● WHAT IS NEEDED
Line by line, retype the data exactly as it is given.

● SOURCE MATERIAL

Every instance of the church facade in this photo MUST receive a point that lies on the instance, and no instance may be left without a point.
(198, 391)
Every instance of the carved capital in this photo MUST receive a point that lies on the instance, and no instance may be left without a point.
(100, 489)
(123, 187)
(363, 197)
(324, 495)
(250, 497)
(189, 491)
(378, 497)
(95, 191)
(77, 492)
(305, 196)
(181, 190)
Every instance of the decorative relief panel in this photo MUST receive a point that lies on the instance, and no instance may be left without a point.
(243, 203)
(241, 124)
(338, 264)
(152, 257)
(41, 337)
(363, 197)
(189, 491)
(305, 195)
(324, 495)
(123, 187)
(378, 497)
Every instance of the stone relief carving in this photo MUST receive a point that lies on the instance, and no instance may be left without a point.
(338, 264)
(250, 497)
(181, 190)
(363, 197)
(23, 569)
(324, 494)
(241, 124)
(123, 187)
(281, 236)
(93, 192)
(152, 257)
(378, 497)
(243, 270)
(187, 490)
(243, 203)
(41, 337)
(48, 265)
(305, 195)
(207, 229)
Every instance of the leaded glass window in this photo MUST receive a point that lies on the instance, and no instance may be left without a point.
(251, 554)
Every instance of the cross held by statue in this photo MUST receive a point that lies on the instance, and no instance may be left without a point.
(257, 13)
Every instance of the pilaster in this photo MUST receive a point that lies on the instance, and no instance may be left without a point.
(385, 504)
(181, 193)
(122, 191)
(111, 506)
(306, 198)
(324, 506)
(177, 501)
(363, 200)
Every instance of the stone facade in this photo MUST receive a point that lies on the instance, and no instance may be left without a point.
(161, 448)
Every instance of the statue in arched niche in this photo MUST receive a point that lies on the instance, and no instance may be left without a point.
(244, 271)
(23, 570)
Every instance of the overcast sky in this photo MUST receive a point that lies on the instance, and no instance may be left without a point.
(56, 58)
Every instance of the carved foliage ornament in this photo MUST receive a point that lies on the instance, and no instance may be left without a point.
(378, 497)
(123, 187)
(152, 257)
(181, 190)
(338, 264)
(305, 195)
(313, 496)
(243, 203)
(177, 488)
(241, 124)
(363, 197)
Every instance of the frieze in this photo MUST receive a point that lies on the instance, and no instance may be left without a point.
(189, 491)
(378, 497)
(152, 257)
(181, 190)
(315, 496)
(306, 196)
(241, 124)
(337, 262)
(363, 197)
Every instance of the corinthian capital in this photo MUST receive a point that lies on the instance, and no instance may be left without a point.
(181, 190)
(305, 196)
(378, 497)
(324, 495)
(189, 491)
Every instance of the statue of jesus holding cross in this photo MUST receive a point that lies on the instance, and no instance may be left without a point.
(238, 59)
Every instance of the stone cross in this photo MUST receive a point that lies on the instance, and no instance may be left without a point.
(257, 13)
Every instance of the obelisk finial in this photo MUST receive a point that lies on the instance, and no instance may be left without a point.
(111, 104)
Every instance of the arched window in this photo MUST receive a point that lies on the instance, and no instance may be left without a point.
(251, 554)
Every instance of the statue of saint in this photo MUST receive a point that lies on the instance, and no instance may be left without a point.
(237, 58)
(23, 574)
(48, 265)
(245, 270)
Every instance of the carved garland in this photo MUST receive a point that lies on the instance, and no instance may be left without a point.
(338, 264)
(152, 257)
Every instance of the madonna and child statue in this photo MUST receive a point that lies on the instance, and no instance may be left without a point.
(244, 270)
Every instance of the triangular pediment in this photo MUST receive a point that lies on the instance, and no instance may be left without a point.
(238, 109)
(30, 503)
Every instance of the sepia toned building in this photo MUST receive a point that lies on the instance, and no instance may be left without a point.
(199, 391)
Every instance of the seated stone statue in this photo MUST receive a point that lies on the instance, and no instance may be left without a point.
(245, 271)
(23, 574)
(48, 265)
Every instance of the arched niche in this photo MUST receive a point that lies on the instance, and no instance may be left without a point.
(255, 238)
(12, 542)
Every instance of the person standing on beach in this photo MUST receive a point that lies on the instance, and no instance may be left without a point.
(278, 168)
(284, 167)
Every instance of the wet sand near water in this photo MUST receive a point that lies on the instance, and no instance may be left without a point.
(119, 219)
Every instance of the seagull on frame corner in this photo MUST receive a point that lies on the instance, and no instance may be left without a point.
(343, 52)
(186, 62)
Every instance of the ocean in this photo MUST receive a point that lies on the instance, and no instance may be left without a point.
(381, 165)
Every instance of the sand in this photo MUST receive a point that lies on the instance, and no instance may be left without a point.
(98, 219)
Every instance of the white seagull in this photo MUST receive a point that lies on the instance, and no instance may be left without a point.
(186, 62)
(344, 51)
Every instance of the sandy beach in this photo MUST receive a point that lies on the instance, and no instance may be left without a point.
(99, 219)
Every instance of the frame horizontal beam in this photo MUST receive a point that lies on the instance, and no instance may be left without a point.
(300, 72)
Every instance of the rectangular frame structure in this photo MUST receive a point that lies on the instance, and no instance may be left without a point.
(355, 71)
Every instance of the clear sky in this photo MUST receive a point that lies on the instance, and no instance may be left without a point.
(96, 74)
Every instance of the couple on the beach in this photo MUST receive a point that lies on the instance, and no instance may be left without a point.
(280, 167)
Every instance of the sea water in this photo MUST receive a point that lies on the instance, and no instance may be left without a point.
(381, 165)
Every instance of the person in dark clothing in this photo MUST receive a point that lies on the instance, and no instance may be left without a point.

● FINAL ANSWER
Every instance of the church facade in this photo MUST receive a point that lies on the instance, and no instance may be left without a point.
(198, 391)
Every instance of the carved capital in this photo MUST receive a point that lies on the instance, and no instance may be left without a point.
(100, 489)
(123, 187)
(363, 197)
(324, 495)
(250, 497)
(189, 491)
(378, 497)
(95, 191)
(77, 492)
(305, 196)
(181, 190)
Every instance of the decorative relief panel in this photo MUST receive a point that lies on the instance, and no instance may be left without a point.
(243, 203)
(241, 124)
(338, 264)
(152, 257)
(41, 337)
(363, 197)
(189, 491)
(305, 195)
(324, 495)
(123, 187)
(378, 497)
Every instance of the stone relief carving in this photo MUST receive a point that lies on the instance, and no instance may be left without a point.
(338, 264)
(250, 497)
(181, 190)
(363, 197)
(23, 569)
(324, 494)
(241, 124)
(123, 187)
(281, 236)
(93, 192)
(152, 257)
(378, 497)
(243, 270)
(187, 490)
(243, 203)
(41, 337)
(48, 265)
(305, 195)
(207, 229)
Every instance of the leaded glass window in this photo MUST receive a point that lies on the instance, and no instance may be left without a point.
(251, 554)
Every instance of the cross held by statue in this photo MUST receive a point that lies on the instance, and no instance may be left without a point.
(257, 13)
Every instance of the pilaster in this photo MUST receive a point that lies on the instance, and no instance may be left without a point.
(385, 504)
(181, 193)
(122, 191)
(111, 506)
(306, 198)
(324, 506)
(177, 501)
(363, 200)
Every instance of the stone facade in this photo MUST receive a point that lies on the instance, and no instance may be left without a point.
(161, 448)
Every instance of the statue in arched niche in this photo MUST receive a point that lies on the instance, and no instance may be left without a point.
(244, 271)
(23, 570)
Every instance of the overcast sky in this photo MUST receive a point that lies on the instance, and no instance may be left without a point.
(56, 58)
Every instance of the carved foliage ornament in this photo MUST receive a point that lies on the instance, and no instance may be left without a point.
(378, 497)
(123, 187)
(152, 257)
(181, 190)
(338, 264)
(305, 195)
(313, 496)
(243, 203)
(177, 488)
(241, 124)
(363, 197)
Every instance of the frieze in this photo MUST receive a point that lies on the instance, and no instance may be left without a point.
(189, 491)
(378, 497)
(152, 257)
(181, 190)
(315, 496)
(306, 196)
(241, 124)
(337, 262)
(363, 197)
Every instance of the corinthian capital in this photo MUST receive a point that lies on the instance, and no instance may be left without a point.
(181, 190)
(305, 196)
(378, 497)
(324, 495)
(189, 491)
Every instance of the statue of jesus holding cross in this photo MUST receive a point that lies on the instance, and no instance may be left without a point.
(238, 59)
Every instance of the stone cross in this photo MUST receive a point that lies on the instance, and no instance may be left without a point.
(257, 13)
Every instance of the obelisk finial in this photo MUST receive a point that lies on the instance, and no instance may be left without a point.
(111, 104)
Every instance of the arched window in this photo MUST receive a point that lies on the instance, and no instance may be left without a point.
(251, 554)
Every instance of the statue of saint in this photo MUST receive a point that lies on the instance, and no instance may be left without a point.
(237, 58)
(23, 574)
(48, 265)
(245, 270)
Every instance of the carved garland in this photo MUST receive a point that lies on the instance, and no instance may be left without a point.
(338, 264)
(152, 257)
Every instance of the madonna and child statue in this photo MUST receive a point that lies on the instance, and no instance may be left without a point.
(244, 270)
Every instance of the triangular pediment in this photo MUST receive a point that lies on the instance, and no instance may be left without a point.
(238, 109)
(30, 503)
Every instance of the sepia toned building in this photo MUST receive a point that lies on the instance, and no instance may be left without a point.
(199, 391)
Every instance of the seated stone statue in this photo MUST receive a point that lies on the instance, and no instance may be left without a point.
(245, 271)
(23, 574)
(48, 265)
Every instance of the arched niche in this photo MUST receive a point that lies on the instance, and no instance may be left without a point.
(255, 238)
(12, 542)
Every instance of the person standing on beach in this photo MUST receive a point that lies on the instance, and no instance may be left without a point.
(278, 168)
(284, 167)
Every instance of the wet sand near water in this photo MUST receive a point that lies on the instance, and no instance may be left without a point.
(119, 219)
Every instance of the seagull on frame corner in this photo MUST receive a point that lies on the instance, and no instance may be left without a point.
(343, 52)
(186, 62)
Every instance of the ocean in this photo MUST receive a point that lies on the instance, and no instance may be left without a point.
(381, 165)
Every instance of the sand in this photo MUST receive a point that lies on the instance, and no instance may be left without a point.
(98, 219)
Every instance of the white seagull in this photo MUST receive a point that lies on the instance, and no instance may be left without a point.
(186, 62)
(344, 51)
Every instance of the sandy beach in this photo MUST receive a point that lies on the instance, and no instance may be left without a point.
(99, 219)
Every instance of the frame horizontal beam in this photo MUST receive a point that lies on the instance, and no instance may be left without a point.
(300, 72)
Every instance of the rectangular frame structure in this photo MUST receive a point that lies on the instance, and no instance may be left without a point.
(355, 71)
Every instance of the clear sky in this photo MUST receive a point that lies on the instance, and no instance may be left without a point.
(96, 74)
Every instance of the couple on the beach in this photo MUST receive a point that lies on the instance, and no instance may be left without a point.
(280, 167)
Every instance of the sea water in this photo MUST receive a point that lies on the instance, and no instance may be left without a point.
(381, 165)
Every instance of the person in dark clothing in this photo MUST receive a point that lies on the instance, and no instance may be left without a point.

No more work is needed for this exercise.